Your objective
Please repeat all of the entries below, swapping "bounding box coordinates" for "box coordinates" wherever it occurs and leaving everything else untouched.

****************************************

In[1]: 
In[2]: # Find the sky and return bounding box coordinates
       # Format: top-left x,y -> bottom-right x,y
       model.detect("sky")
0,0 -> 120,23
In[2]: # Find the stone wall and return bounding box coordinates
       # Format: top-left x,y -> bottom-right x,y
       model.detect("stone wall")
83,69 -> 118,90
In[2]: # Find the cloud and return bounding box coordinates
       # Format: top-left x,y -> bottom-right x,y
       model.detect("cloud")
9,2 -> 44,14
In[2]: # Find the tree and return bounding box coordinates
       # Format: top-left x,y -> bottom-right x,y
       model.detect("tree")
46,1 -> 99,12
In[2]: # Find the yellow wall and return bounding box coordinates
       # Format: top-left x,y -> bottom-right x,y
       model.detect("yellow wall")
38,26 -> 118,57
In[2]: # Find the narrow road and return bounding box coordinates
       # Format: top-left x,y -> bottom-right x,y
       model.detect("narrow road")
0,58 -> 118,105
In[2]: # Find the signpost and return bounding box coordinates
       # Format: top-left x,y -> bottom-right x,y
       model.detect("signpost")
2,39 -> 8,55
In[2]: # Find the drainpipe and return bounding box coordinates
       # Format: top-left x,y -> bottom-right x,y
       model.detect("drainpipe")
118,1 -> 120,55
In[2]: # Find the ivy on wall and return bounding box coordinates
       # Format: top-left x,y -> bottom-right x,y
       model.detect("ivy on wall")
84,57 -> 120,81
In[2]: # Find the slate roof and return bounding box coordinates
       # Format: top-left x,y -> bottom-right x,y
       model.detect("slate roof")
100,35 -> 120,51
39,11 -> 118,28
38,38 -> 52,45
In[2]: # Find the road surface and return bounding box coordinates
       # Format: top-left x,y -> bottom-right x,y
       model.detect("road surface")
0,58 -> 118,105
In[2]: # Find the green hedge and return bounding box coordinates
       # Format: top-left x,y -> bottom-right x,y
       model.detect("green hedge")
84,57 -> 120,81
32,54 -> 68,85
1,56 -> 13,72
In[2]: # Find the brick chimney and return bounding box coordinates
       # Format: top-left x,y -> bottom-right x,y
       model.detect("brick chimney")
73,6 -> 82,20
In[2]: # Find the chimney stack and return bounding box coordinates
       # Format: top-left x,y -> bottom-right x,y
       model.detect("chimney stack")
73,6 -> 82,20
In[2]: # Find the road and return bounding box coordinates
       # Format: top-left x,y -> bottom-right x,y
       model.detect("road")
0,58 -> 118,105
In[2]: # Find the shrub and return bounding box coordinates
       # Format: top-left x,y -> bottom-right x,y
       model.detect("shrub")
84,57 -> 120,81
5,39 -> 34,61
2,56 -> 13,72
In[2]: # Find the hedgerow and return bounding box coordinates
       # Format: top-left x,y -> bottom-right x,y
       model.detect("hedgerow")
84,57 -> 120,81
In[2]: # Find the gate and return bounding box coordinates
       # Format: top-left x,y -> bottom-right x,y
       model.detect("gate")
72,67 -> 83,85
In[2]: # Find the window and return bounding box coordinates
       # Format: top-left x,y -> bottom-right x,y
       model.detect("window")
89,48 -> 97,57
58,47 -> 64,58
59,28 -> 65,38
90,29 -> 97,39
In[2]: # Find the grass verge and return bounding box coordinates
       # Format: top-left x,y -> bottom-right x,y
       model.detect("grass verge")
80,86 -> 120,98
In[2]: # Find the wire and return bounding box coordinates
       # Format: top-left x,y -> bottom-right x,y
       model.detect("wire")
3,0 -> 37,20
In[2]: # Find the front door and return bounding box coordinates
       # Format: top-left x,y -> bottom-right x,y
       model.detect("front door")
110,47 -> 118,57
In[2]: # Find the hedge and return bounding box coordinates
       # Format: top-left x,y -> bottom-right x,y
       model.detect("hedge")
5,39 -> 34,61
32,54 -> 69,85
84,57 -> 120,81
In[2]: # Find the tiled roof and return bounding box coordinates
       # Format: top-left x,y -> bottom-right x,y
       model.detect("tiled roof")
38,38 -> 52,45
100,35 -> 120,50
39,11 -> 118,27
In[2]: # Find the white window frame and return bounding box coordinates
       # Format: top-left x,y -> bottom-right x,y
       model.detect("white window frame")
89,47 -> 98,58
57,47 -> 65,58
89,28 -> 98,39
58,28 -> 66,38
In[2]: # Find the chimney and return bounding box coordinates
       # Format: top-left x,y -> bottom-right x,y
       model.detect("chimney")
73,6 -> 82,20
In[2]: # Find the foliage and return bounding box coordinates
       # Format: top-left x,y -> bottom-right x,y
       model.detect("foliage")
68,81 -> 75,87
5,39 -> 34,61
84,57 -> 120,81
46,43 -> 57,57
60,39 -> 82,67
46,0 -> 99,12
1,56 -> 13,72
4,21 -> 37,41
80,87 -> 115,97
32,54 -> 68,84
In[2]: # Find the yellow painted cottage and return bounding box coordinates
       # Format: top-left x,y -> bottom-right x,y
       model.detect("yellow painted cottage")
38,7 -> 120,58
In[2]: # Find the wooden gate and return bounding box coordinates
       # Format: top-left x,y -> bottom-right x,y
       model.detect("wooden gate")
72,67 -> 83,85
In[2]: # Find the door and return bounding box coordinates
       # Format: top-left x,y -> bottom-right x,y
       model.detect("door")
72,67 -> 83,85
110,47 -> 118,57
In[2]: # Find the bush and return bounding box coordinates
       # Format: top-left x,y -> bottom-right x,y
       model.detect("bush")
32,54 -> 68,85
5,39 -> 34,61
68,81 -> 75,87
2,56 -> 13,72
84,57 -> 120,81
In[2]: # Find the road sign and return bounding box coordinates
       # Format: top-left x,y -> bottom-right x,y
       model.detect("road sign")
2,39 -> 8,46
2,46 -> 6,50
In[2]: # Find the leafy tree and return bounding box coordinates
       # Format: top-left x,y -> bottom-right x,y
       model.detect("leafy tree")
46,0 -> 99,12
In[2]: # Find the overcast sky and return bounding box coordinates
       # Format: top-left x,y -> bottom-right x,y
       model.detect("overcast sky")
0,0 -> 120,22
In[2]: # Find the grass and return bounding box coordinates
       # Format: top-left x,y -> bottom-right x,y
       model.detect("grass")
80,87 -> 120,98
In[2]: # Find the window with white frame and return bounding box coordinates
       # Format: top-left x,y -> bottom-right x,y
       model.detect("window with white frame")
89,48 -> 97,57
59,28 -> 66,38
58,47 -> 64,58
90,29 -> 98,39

****************************************

Exercise solution
In[1]: 
In[2]: # Find the sky and return box coordinates
       # Format: top-left x,y -> bottom-right x,y
       model.detect("sky")
0,0 -> 120,23
In[2]: # Find the stone wall and return box coordinates
       # Format: top-left x,y -> bottom-right x,y
       model.detect("stone wall")
83,69 -> 118,90
In[2]: # Find the cloud and return box coordinates
       # Format: top-left x,y -> bottom-right x,y
       model.detect("cloud")
9,2 -> 44,14
In[2]: # Find the tree and return box coordinates
       # Format: top-left x,y -> bottom-right x,y
       model.detect("tree")
46,1 -> 99,12
In[2]: # Find the yellow wall and return box coordinates
       # Format: top-left x,y -> bottom-right x,y
       model.detect("yellow wall")
38,26 -> 118,57
In[2]: # Find the narrow road and return box coordinates
       # Format: top-left x,y -> bottom-right x,y
       model.detect("narrow road")
0,58 -> 118,105
In[2]: # Find the signpost and return box coordinates
       # Format: top-left x,y -> bottom-right x,y
       model.detect("signpost")
2,39 -> 8,55
In[2]: # Find the drainpipe and return box coordinates
       # Format: top-left x,y -> bottom-right x,y
       model.detect("drainpipe")
118,1 -> 120,55
In[2]: # Find the ivy on wall and return box coordinates
       # Format: top-left x,y -> bottom-right x,y
       model.detect("ivy on wall")
84,57 -> 120,81
In[2]: # Find the slate roof and return box coordinates
       # Format: top-left x,y -> bottom-right x,y
       model.detect("slate roof")
100,35 -> 120,51
39,11 -> 118,28
38,38 -> 52,45
In[2]: # Find the road surface and return box coordinates
       # Format: top-left x,y -> bottom-right x,y
       model.detect("road surface")
0,58 -> 118,105
In[2]: # Find the green hedge and return box coordinates
       # Format: top-left x,y -> bottom-right x,y
       model.detect("green hedge")
84,57 -> 120,81
32,54 -> 68,85
1,56 -> 13,72
In[2]: # Find the brick chimney and return box coordinates
       # Format: top-left x,y -> bottom-right x,y
       model.detect("brick chimney")
73,6 -> 82,20
In[2]: # Find the chimney stack and return box coordinates
       # Format: top-left x,y -> bottom-right x,y
       model.detect("chimney stack")
73,6 -> 82,20
In[2]: # Find the road and return box coordinates
       # Format: top-left x,y -> bottom-right x,y
       model.detect("road")
0,58 -> 118,105
In[2]: # Find the shrub and return box coordinates
       # Format: top-left x,y -> bottom-right x,y
       model.detect("shrub")
84,57 -> 120,81
5,39 -> 34,61
2,56 -> 13,72
In[2]: # Find the hedgerow and return box coordinates
       # Format: top-left x,y -> bottom-right x,y
       model.detect("hedgerow")
84,57 -> 120,81
In[2]: # Find the gate and return box coordinates
       # Format: top-left x,y -> bottom-right x,y
       model.detect("gate")
72,67 -> 83,85
In[2]: # Find the window and return box coordinates
       # Format: top-left x,y -> bottom-right x,y
       model.detect("window")
89,48 -> 97,57
58,47 -> 64,58
59,28 -> 65,38
90,29 -> 97,39
In[2]: # Find the grass verge and return box coordinates
       # Format: top-left x,y -> bottom-right x,y
       model.detect("grass verge")
80,86 -> 120,98
In[2]: # Find the wire and return box coordinates
       # Format: top-left x,y -> bottom-right x,y
       model.detect("wire")
3,0 -> 37,20
In[2]: # Find the front door and return box coordinates
       # Format: top-left x,y -> bottom-right x,y
       model.detect("front door")
110,47 -> 118,57
In[2]: # Find the hedge and return box coordinates
       # Format: top-left x,y -> bottom-right x,y
       model.detect("hedge")
5,39 -> 34,61
32,54 -> 69,85
84,57 -> 120,81
In[2]: # Find the tiled roof and return box coordinates
       # Format: top-left x,y -> bottom-right x,y
       model.detect("tiled roof")
38,38 -> 52,45
100,35 -> 120,50
39,11 -> 118,27
In[2]: # Find the white window frame and return box coordinates
       # Format: top-left x,y -> bottom-right x,y
       model.detect("white window frame")
89,47 -> 98,58
57,47 -> 65,58
89,28 -> 98,39
58,28 -> 66,38
In[2]: # Find the chimney and return box coordinates
       # Format: top-left x,y -> bottom-right x,y
       model.detect("chimney")
73,6 -> 82,20
In[2]: # Find the foliage and return box coordinates
       # Format: top-left x,y -> bottom-right x,y
       model.detect("foliage")
68,81 -> 75,87
5,39 -> 34,61
84,57 -> 120,81
46,43 -> 57,57
60,39 -> 82,67
46,0 -> 99,12
1,56 -> 13,72
4,21 -> 37,41
80,87 -> 115,97
32,54 -> 68,84
In[2]: # Find the yellow painted cottage and return box coordinates
       # Format: top-left x,y -> bottom-right x,y
       model.detect("yellow painted cottage")
38,7 -> 120,58
In[2]: # Find the wooden gate and return box coordinates
       # Format: top-left x,y -> bottom-right x,y
       model.detect("wooden gate")
72,67 -> 83,85
In[2]: # Find the door and return box coordinates
       # Format: top-left x,y -> bottom-right x,y
       model.detect("door")
72,67 -> 83,85
110,47 -> 118,57
In[2]: # Find the bush and return box coordinates
       # Format: top-left x,y -> bottom-right x,y
       model.detect("bush")
32,54 -> 68,85
5,39 -> 34,61
68,81 -> 75,87
2,56 -> 13,72
84,57 -> 120,81
In[2]: # Find the road sign and return box coordinates
       # Format: top-left x,y -> bottom-right x,y
       model.detect("road sign")
2,39 -> 8,46
2,46 -> 6,50
In[2]: # Find the leafy tree and return box coordinates
       # Format: top-left x,y -> bottom-right x,y
       model.detect("leafy tree")
46,0 -> 99,12
In[2]: # Find the overcast sky and return box coordinates
       # Format: top-left x,y -> bottom-right x,y
       model.detect("overcast sky")
0,0 -> 120,22
In[2]: # Find the grass and return box coordinates
       # Format: top-left x,y -> bottom-right x,y
       model.detect("grass")
80,87 -> 120,98
In[2]: # Find the window with white frame and return box coordinates
       # Format: top-left x,y -> bottom-right x,y
       model.detect("window with white frame")
89,48 -> 97,57
59,28 -> 66,38
58,47 -> 64,58
90,29 -> 98,39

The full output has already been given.